▼
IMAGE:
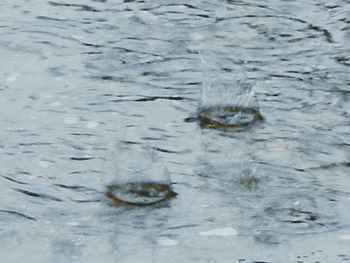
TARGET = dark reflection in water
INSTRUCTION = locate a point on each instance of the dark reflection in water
(76, 76)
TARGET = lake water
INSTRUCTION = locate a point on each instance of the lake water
(76, 78)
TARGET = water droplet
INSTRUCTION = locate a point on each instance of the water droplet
(44, 164)
(344, 237)
(167, 242)
(71, 119)
(91, 124)
(56, 104)
(226, 231)
(11, 79)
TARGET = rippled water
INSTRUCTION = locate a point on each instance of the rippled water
(73, 77)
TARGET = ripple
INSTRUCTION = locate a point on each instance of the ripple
(37, 195)
(17, 214)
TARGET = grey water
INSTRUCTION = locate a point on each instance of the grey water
(75, 75)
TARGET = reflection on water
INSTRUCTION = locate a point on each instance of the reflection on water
(76, 76)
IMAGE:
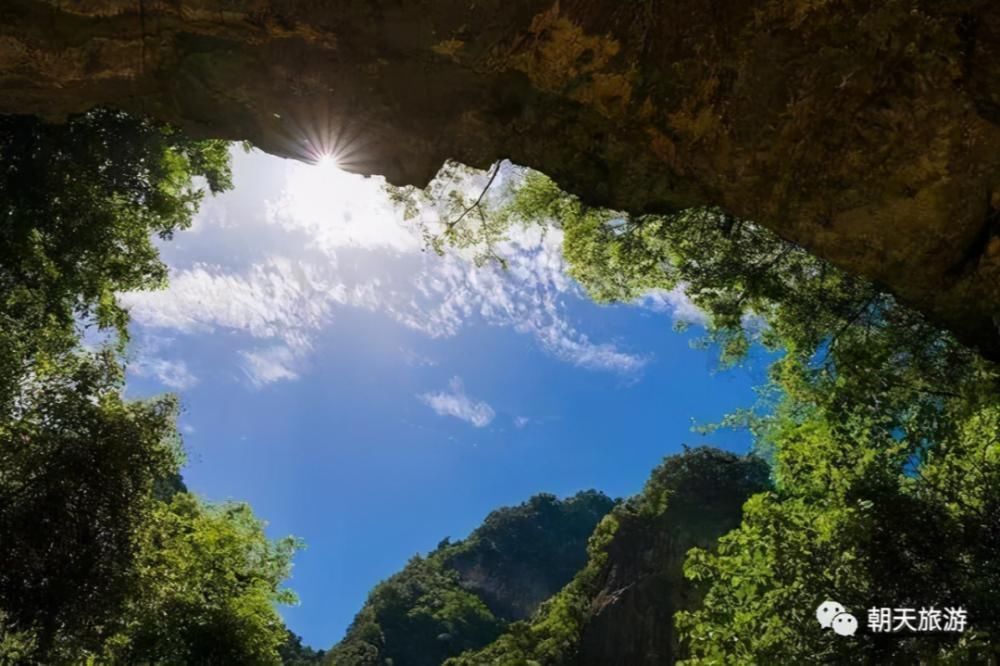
▲
## Assigned task
For every line in the data above that holds "TARGET", return the line itself.

## Response below
TARGET = dark reflection in water
TARGET = lake water
TARGET = water droplet
TARGET = rippled water
TARGET = ripple
TARGET = grey water
TARGET = reflection on water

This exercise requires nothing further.